:: Estratto fornito ::
━━━━━━━━
Nel taglio del “cordone ombelicale” con l'Ufficio di Napoli potrebbe cogliersi
l'occasione per constatare il livello raggiunto dalle attività sul campo, il
maturarsi di condizioni per l'esercizio di una tutela ancora più attenta e
condivisa con il territorio, la necessità dell'esercizio autonomo dei compiti di valorizzazione specificatamente studiato per rispondere
ai bisogni locali: in ultima analisi la possibilità che, nel concreto, il
percorso di riscatto culturale e civile di queste province attraversi anche il
campo dei beni culturali, e nella fattispecie archeologici, così come accadde
subito dopo l'Unità d'Italia.
La dipendenza da Napoli, se da un lato ha condizionato pesantemente l'entità
delle somme impiegate nell'azione di tutela e nei lavori di valorizzazione
stante l'importanza dei giacimenti culturali dell'area napoletana e flegrea, dall'altro ha apportato indubbi benefici anche al Casertano che si è potuto avvalere di una struttura e di
professionalità di alto livello abituate ad operare
sui maggiori siti archeologici e a gestire cantieri di scavo e restauro tra i
più importanti d'Italia.
━━━━━━━━
:: Record forniti ::

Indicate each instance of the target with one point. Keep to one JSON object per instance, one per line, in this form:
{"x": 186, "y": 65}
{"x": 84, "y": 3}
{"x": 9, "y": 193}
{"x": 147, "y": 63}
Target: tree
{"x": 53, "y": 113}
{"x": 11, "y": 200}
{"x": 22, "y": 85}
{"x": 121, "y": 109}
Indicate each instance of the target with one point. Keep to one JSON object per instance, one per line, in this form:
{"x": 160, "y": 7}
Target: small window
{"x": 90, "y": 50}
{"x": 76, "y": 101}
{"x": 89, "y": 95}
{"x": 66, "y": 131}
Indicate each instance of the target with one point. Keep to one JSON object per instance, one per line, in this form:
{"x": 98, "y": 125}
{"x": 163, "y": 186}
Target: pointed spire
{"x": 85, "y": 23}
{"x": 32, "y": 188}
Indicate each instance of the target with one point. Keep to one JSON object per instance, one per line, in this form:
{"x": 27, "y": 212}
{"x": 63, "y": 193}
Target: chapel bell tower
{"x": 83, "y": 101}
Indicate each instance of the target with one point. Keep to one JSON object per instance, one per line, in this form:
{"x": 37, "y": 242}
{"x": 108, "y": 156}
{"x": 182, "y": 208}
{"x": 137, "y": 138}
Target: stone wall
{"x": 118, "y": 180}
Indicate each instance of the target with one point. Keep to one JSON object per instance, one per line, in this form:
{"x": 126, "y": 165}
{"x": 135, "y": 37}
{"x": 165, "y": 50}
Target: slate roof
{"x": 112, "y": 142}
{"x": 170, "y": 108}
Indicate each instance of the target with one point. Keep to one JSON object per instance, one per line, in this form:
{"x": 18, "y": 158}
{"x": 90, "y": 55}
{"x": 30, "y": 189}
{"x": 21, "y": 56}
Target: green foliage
━━━━━━━━
:: Cosa si chiede ::
Rispondi a queste domande sull'estratto fornito:
(a) Con quale ufficio si parla del taglio del "cordone ombelicale"?
(b) Dopo quale evento storico il percorso di riscatto di queste province attraversò anche il campo dei beni culturali?
(c) Che cosa ha condizionato pesantemente la dipendenza da Napoli?

:: Risposta corretta ::
(a) Con l'Ufficio di Napoli.
(b) Subito dopo l'Unità d'Italia.
(c) L'entità delle somme impiegate nell'azione di tutela e nei lavori di valorizzazione.